>> start Data to use
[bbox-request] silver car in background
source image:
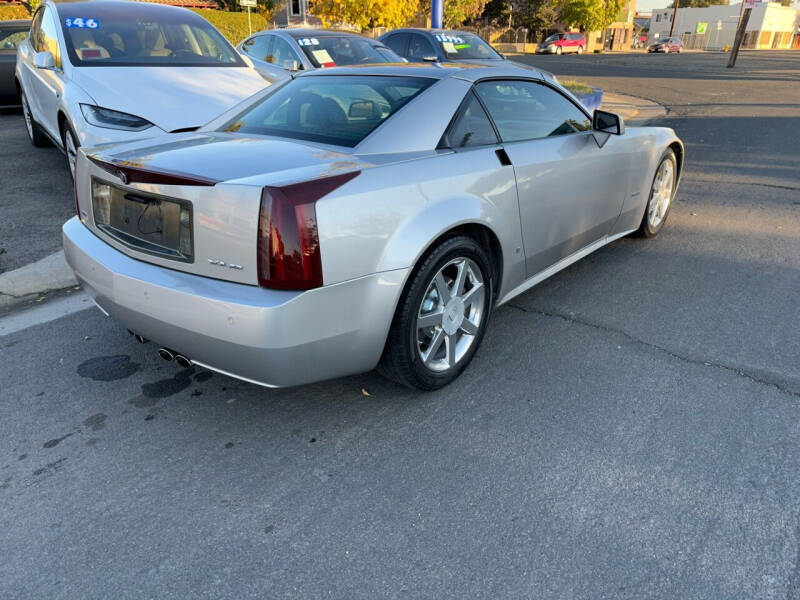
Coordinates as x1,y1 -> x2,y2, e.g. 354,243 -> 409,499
15,0 -> 268,173
237,29 -> 406,83
63,64 -> 684,389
>> end Data to use
* **Stated exercise**:
Rescale the records above by rewriting all their lines, requests included, with every bounding box coordinate in the answers multiplied by 2.5 and rounded to a whole number, halves rounded up. Leave the pictures out.

* **In response**:
[bbox-request] silver car in background
source image:
Coordinates as x1,y1 -> x2,y2, e.g. 354,243 -> 409,499
38,0 -> 670,433
593,73 -> 1015,208
158,160 -> 1710,973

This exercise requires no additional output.